Task requirements: Please copy out the data below, from the line containing "black bollard is. Please return the bounding box." through the line containing "[330,195,412,602]", both included, and nothing else.

-- START OF Extracted entries --

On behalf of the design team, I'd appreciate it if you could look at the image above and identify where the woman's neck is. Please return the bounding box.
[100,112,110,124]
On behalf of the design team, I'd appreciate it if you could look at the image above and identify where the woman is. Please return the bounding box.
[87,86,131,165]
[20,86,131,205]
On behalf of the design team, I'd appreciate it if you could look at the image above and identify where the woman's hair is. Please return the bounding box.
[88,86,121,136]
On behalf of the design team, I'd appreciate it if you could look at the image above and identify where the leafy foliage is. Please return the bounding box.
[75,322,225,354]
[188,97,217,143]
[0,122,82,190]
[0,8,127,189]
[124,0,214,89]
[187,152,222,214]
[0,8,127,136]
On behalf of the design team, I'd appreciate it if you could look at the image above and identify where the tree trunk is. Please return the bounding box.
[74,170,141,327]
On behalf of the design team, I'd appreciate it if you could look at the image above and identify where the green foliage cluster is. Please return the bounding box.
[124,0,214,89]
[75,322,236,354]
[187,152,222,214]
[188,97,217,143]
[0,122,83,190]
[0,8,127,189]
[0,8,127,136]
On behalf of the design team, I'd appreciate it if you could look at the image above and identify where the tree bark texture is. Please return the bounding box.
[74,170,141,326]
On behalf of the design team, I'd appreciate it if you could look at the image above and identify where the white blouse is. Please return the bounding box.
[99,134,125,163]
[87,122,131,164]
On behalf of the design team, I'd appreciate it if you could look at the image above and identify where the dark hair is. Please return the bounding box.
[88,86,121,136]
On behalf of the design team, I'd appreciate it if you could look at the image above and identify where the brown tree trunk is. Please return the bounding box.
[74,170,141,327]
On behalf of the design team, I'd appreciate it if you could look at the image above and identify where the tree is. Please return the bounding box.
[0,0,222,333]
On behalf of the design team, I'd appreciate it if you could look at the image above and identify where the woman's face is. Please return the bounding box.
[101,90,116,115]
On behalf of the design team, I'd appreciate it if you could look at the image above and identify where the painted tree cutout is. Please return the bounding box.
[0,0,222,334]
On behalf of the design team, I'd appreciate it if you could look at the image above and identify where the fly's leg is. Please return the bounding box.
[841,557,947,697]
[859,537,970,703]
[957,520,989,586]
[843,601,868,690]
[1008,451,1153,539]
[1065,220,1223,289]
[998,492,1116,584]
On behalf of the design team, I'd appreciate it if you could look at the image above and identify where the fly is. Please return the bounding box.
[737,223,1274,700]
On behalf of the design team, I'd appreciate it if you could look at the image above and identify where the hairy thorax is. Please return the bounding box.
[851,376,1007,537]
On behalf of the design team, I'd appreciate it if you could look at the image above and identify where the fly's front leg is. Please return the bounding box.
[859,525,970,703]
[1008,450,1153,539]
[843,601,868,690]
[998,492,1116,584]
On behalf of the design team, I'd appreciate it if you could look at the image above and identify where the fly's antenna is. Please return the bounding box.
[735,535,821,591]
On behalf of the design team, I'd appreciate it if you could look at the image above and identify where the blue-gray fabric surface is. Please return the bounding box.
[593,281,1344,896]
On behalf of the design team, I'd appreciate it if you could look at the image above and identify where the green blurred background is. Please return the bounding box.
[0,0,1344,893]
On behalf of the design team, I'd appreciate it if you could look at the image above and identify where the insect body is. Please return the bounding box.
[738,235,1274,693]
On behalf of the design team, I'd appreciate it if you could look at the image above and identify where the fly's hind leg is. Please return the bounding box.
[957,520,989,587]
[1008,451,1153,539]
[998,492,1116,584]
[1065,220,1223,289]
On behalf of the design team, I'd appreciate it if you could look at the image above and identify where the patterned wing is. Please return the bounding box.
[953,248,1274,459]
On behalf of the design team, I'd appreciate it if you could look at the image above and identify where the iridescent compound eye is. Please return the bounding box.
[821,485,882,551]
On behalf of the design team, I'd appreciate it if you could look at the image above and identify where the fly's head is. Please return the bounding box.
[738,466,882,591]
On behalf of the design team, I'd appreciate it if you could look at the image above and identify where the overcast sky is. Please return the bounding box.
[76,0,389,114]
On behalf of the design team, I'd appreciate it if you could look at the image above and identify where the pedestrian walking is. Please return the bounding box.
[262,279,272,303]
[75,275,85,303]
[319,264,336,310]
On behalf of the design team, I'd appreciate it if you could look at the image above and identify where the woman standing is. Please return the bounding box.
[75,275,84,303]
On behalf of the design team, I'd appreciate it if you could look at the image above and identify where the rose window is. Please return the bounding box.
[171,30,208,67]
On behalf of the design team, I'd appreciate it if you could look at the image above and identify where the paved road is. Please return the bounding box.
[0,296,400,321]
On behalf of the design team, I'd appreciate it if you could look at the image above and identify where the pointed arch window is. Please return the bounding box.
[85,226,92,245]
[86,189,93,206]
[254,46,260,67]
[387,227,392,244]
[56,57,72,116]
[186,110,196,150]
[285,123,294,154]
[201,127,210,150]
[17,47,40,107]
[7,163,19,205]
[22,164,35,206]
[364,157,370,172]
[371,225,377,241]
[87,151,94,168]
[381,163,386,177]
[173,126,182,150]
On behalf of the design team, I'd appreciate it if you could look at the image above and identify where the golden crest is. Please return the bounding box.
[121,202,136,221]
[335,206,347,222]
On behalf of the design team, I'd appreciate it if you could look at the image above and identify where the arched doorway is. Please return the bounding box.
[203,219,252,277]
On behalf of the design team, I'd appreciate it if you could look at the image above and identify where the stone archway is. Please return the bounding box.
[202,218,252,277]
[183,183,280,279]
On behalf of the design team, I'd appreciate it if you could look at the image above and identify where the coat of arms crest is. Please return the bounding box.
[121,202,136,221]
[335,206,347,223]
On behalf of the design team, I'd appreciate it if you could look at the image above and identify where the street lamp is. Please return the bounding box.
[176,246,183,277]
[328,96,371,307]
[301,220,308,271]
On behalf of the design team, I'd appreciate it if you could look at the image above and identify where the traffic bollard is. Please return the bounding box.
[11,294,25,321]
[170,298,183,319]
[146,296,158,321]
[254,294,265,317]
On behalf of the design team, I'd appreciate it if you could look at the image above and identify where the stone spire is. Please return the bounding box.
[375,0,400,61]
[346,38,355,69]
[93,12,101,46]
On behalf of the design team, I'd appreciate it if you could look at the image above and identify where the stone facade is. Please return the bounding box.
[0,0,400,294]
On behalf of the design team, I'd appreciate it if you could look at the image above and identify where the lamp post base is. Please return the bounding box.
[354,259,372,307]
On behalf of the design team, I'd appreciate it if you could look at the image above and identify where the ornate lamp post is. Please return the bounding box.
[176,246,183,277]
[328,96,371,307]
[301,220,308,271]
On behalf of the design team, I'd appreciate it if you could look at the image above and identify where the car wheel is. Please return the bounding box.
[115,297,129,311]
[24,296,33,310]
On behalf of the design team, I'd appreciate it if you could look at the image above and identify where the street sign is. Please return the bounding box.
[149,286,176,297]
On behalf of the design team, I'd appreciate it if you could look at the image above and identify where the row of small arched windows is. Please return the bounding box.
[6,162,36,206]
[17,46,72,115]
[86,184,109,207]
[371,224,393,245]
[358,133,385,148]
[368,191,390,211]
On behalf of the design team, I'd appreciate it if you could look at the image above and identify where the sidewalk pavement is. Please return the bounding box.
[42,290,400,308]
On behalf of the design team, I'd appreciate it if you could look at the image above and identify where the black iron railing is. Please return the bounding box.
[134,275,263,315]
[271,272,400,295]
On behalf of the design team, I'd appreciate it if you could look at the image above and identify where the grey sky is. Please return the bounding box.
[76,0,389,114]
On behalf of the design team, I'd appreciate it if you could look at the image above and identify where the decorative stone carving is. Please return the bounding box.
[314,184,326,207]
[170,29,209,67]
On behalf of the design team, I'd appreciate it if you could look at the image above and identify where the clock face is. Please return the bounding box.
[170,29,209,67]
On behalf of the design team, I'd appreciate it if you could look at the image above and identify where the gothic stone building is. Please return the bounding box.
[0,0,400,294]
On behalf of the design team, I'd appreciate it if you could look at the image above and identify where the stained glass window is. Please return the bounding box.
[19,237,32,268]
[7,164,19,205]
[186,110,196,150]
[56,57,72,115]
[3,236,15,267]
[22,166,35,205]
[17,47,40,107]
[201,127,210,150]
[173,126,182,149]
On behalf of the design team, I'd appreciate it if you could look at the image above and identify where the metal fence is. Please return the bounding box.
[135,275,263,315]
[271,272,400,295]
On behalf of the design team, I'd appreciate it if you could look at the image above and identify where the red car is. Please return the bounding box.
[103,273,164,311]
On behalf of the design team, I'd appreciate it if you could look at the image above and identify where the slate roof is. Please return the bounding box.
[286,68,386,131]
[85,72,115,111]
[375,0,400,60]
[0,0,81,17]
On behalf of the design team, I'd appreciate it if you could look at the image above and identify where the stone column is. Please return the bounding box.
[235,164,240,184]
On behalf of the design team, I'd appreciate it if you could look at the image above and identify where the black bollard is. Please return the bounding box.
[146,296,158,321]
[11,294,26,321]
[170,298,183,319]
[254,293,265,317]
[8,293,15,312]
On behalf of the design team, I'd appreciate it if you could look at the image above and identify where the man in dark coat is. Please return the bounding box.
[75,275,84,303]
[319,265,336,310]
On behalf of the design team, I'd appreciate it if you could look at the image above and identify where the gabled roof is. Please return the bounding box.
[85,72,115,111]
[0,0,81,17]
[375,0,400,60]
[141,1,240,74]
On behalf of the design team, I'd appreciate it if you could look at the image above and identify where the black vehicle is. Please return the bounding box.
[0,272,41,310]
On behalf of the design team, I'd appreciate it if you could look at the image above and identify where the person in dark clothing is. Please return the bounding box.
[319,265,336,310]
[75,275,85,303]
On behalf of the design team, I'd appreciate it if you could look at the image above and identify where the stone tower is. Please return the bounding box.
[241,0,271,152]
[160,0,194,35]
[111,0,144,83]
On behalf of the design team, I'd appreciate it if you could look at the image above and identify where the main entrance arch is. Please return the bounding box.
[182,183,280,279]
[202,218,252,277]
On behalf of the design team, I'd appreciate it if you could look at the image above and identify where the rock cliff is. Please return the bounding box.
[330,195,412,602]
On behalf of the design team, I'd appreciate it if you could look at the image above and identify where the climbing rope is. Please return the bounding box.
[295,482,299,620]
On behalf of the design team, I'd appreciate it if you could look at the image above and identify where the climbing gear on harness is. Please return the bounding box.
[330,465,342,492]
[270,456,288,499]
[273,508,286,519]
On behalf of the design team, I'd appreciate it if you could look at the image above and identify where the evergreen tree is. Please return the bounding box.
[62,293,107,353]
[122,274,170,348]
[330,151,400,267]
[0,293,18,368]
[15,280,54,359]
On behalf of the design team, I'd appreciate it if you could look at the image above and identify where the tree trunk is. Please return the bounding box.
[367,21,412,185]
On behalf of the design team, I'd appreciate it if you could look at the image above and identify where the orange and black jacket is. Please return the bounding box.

-- END OF Extracted entries --

Task response:
On behalf of the design team, I'd appreciate it if you could look at the image above and identify where the black bollard is. Please return the bounding box.
[146,296,158,321]
[11,294,26,321]
[170,298,183,319]
[254,293,265,317]
[8,293,15,312]
On behalf of the design team, I'd appreciate it if you could look at the image above and identify where the man in dark coat is. Please return the bounding box.
[75,275,84,303]
[319,265,336,310]
On behalf of the design team, I'd appreciate it if you could look at the image above and identify where the gabled roof is. Please return the bounding box.
[85,72,115,111]
[0,0,81,17]
[375,0,400,60]
[141,1,240,74]
On behalf of the design team, I'd appreciate it if you could look at the image above and identify where the black vehicle is. Please return the bounding box.
[0,272,41,310]
On behalf of the design team, I'd appreciate it if you could look at the image above and identify where the person in dark clothing is. Please return the bounding box.
[319,265,336,310]
[75,275,85,303]
On behalf of the design team, I'd appreciate it if you could look at the image above and identify where the stone tower is. Please return the bounding box.
[241,0,271,152]
[160,0,194,35]
[111,0,144,83]
On behalf of the design team, I'd appreciate it if you could look at the image above and identify where the main entrance arch is. Please return the bounding box.
[182,183,280,279]
[202,218,252,277]
On behalf of the design team, I'd appreciate it if you could look at the image above and identify where the rock cliff is. Please return the bounding box.
[330,195,412,602]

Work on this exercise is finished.